[ПОСТАВЛЕННАЯ ЗАДАЧА A]:
Какого числа Шестов направил Эйтингону письмо в день его 50-летия, если верить отрывку?
[ПОСТАВЛЕННАЯ ЗАДАЧА B]:
Перепишите часть отрывка: начните со слов «А. Жуковская-Герцык в» и остановитесь после слов «лишили такой суммы[66].».

Нет также никаких оснований подозревать Шестова в неискренности тона и чувств, пусть и продиктованных соответствующей юбилейной обстановкой, в том письме (от 24 июня 1931 г.), что он направил Эйтингону в день его 50-летия:
Узнал, что сегодня Вам исполняется 50 лет, – писал Шестов, – и спешу присоединить свой голос к голосам тех Ваших друзей, которые в этот день пришлют Вам свои искренние пожелания и сердечные поздравления. Я не сомневаюсь, что таких людей будет много и что их пожелания и поздравления будут в самом деле говорить о том, что они думают и чувствуют. И, надо думать, что Вы это испытаете, как высшее удовлетворение. 50 лет Вашей жизни, значит, не пропали даром, раз люди, которые так редко умеют и еще реже хотят ценить заслуги и достоинства ближних, вопреки, так сказать, своей, если не первой, то второй природе, так радостно и легко находят в себе слова приветствия для Вас. И, если такое почти «чудо» оказывается возможным – то единственно потому, что Вы всей своей жизнью осуществили то редкое стремление и искусство искать и находить в нашем ограниченном и бедном бытии те проблемы лучшего, которые в старину назывались теперь забытыми, но все же так знаменательными словами «красота, истина, добро». С первого же знакомства с Вами меня поразила та колоссальная духовная энергия, которая в Вас чувствовалась. Казалось бы, огромная работа, которая требовалась от Вас Вашим призванием врача<->психоаналитика – должна была бы совершенно исчерпать все Ваши силы. Но с первой же беседы с Вами я убедился, что психоанализ не закрыл нисколько для Вас других областей человеческого творчества. И искусство, и литература, и философия были для Вас так же близки, как если бы они были предметом Ваших постоянных занятий. Это делало общение с Вами таким нужным и значительным – не только для меня, но и для всех сталкивавшихся с Вами. Позвольте же сегодня выразить Вам пожелание, чтобы и на будущее время Вы сохранили те свои силы, которыми Вы так умело и плодотворно пользовались до сих пор. Это – все, что Вам – а также нам, Вашим друзьям, нужно. И еще одно: позвольте также пожелать и Мирре Яковлевне, которая постигла трудное искусство быть женой и подругой человека, так мало принадлежащего себе и всегда принужденного отдавать весь свой досуг работе, отрывавшей его от семьи…
Не только Шестов, но и многие другие крупнейшие деятели русской культуры в эмиграции обязаны эйтингоновским щедротам и благодеяниям – А. Ремизов, например. При этом особо подчеркнем, что инициатива в равной, по-видимому, мере исходила и от Макса Ефимовича, и от Мирры Яковлевны, см., в частности, в письме Шестова Эйтингону от 3 июня 1926 г.:
И у Ремизова все по-старому. Сераф<има> Павловна лечится в Виши – и к 15 июля кончает лечение, Мирра Яковлевна «поддержала» их – не знаю, как бы они без ее помощи обошлись.
Кроме того, следует иметь в виду, что финансовая помощь этой семьи распространялась не только на эмигрантов, но и на тех (об этом также идет речь в публикуемой переписке), кто, скажем, подобно М. Гершензону, остался в большевистской России и не мог прокормить себя случайными и ненадежными советскими заработками[65].
А. Жуковская-Герцык в письме из полуголодного Судака (от 27 августа 1924 г.) писала Шестову:
Недель пять назад мы получили из Москвы двадцать долларов через одну незнакомую даму, сообщившую нам, что эти деньги от Вас. Я написала Вам тогда открытку (по парижскому адресу) – не знаю, дошла ли? Не могу не выразить, как нас смутила и тронула эта присылка. Мы знаем, как трудна Ваша жизнь, и нас всех очень мучает, что Вы себя лишили такой суммы[66].

[Сохранённые записи]:
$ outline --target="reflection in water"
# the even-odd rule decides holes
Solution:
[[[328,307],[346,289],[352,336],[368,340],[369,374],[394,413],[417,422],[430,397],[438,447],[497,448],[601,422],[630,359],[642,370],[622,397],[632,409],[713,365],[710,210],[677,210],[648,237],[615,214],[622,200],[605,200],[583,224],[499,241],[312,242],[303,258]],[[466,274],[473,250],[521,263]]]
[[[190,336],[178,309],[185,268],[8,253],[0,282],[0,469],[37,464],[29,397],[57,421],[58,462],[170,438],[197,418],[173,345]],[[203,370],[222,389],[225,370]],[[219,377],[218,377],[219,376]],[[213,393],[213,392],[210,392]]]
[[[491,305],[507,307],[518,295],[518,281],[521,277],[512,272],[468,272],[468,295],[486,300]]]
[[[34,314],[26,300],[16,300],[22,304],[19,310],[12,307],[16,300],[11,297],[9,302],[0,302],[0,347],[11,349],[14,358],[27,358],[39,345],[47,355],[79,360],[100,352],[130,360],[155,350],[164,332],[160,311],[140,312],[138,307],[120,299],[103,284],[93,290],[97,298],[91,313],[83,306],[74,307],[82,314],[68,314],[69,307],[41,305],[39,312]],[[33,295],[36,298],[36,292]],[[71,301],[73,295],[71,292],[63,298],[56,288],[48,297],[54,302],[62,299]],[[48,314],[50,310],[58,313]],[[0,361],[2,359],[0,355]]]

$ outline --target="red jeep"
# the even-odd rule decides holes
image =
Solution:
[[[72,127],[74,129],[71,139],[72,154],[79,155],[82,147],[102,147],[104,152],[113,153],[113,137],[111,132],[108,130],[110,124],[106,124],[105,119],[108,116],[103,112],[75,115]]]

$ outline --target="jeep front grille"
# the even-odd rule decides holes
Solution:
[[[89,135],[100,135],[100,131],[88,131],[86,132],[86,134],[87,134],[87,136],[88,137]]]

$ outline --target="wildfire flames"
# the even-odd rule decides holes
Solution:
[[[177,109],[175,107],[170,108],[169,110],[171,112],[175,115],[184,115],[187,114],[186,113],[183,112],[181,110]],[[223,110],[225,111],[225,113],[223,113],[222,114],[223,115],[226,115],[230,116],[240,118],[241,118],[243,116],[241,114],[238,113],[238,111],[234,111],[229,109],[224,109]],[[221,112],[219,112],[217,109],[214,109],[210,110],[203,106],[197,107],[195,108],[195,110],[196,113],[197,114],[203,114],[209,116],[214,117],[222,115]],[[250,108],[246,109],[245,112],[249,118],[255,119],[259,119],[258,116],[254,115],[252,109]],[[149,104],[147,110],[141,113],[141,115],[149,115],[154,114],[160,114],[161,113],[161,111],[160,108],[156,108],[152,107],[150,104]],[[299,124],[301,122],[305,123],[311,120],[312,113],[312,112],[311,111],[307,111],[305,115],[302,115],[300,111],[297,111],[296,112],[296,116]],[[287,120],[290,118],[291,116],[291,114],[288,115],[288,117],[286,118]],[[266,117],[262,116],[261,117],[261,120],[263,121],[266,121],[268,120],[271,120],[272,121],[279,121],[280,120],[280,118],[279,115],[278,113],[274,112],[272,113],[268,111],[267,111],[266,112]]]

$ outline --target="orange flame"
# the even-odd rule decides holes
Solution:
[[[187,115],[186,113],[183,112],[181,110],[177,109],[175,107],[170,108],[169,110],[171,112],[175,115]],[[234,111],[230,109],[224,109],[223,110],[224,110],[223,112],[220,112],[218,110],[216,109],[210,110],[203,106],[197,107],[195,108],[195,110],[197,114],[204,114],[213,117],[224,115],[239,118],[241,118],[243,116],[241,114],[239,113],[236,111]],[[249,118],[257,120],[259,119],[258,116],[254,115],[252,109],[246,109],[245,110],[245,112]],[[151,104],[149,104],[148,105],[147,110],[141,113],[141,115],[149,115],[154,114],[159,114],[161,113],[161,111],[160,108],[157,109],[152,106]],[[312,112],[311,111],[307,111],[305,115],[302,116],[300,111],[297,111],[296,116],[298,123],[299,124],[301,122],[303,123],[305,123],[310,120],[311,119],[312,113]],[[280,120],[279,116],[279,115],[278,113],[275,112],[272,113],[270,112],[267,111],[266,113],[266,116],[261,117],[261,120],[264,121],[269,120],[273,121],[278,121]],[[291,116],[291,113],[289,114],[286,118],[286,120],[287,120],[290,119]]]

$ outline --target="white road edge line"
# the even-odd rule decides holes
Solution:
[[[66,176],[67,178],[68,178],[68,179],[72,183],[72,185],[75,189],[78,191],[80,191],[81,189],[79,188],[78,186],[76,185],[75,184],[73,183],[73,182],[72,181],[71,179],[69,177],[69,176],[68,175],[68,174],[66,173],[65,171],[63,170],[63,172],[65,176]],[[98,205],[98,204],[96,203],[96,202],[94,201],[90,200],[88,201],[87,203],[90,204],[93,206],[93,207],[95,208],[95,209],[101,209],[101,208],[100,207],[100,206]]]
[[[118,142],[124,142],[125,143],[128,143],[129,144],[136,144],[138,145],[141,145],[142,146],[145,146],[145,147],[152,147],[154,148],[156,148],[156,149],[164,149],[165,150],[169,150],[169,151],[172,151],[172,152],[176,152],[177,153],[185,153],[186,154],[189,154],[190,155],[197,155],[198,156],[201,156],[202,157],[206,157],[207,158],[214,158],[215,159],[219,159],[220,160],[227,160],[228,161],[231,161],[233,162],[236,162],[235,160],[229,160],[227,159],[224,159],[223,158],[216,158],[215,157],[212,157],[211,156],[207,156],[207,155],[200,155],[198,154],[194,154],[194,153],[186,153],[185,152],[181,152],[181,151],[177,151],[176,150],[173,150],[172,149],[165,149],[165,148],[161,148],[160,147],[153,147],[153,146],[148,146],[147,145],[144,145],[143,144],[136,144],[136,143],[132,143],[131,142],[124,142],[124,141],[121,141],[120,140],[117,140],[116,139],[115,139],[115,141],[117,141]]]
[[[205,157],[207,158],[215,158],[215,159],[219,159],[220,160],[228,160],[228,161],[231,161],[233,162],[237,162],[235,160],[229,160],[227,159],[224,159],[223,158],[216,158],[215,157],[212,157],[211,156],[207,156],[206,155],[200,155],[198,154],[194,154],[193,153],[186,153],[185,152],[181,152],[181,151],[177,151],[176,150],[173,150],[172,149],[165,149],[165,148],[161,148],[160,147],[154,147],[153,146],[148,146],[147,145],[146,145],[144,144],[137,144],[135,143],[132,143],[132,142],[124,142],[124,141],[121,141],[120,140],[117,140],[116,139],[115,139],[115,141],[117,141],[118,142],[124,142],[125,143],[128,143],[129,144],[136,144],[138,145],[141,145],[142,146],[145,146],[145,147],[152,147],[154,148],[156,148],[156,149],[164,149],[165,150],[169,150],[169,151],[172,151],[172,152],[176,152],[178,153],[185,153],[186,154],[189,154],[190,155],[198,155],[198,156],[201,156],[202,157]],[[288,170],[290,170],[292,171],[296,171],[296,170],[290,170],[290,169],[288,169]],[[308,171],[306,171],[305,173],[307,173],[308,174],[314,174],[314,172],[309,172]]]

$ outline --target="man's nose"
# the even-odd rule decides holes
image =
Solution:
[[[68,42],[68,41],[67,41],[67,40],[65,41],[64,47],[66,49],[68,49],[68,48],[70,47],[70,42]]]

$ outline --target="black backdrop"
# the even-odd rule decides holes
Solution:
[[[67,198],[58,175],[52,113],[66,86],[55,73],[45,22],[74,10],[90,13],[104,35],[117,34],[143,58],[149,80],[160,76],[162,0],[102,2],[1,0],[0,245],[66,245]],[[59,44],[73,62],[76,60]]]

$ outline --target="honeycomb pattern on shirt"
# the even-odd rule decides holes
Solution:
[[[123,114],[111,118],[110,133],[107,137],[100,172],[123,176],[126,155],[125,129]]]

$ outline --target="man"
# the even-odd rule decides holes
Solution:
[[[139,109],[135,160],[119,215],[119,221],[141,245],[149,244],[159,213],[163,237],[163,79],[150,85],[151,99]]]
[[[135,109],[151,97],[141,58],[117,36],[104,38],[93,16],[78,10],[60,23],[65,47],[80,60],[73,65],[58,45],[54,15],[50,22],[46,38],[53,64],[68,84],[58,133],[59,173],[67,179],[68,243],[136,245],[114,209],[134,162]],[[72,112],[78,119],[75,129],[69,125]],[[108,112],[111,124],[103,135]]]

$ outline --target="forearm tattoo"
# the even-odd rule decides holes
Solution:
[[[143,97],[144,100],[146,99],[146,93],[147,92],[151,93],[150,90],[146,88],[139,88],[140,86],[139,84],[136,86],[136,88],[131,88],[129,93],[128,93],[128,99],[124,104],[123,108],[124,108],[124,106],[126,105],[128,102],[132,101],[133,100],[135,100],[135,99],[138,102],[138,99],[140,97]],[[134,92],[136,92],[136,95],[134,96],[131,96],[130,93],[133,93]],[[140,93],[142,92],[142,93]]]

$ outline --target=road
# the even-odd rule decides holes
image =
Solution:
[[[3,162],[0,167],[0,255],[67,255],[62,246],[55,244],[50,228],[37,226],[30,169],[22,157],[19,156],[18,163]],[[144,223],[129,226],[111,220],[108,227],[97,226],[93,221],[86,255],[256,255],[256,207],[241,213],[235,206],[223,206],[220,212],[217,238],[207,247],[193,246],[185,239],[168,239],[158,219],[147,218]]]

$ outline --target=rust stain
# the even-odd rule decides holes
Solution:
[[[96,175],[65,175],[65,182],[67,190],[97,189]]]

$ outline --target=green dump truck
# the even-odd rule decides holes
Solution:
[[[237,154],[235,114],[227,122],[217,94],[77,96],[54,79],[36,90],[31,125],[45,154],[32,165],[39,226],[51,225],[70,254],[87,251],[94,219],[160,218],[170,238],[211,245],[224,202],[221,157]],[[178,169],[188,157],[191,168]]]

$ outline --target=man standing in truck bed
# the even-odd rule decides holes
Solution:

[ОТВЕТ A]:
24 июня 1931 г.

[ОТВЕТ B]:
А. Жуковская-Герцык в письме из полуголодного Судака (от 27 августа 1924 г.) писала Шестову:
Недель пять назад мы получили из Москвы двадцать долларов через одну незнакомую даму, сообщившую нам, что эти деньги от Вас. Я написала Вам тогда открытку (по парижскому адресу) – не знаю, дошла ли? Не могу не выразить, как нас смутила и тронула эта присылка. Мы знаем, как трудна Ваша жизнь, и нас всех очень мучает, что Вы себя лишили такой суммы[66].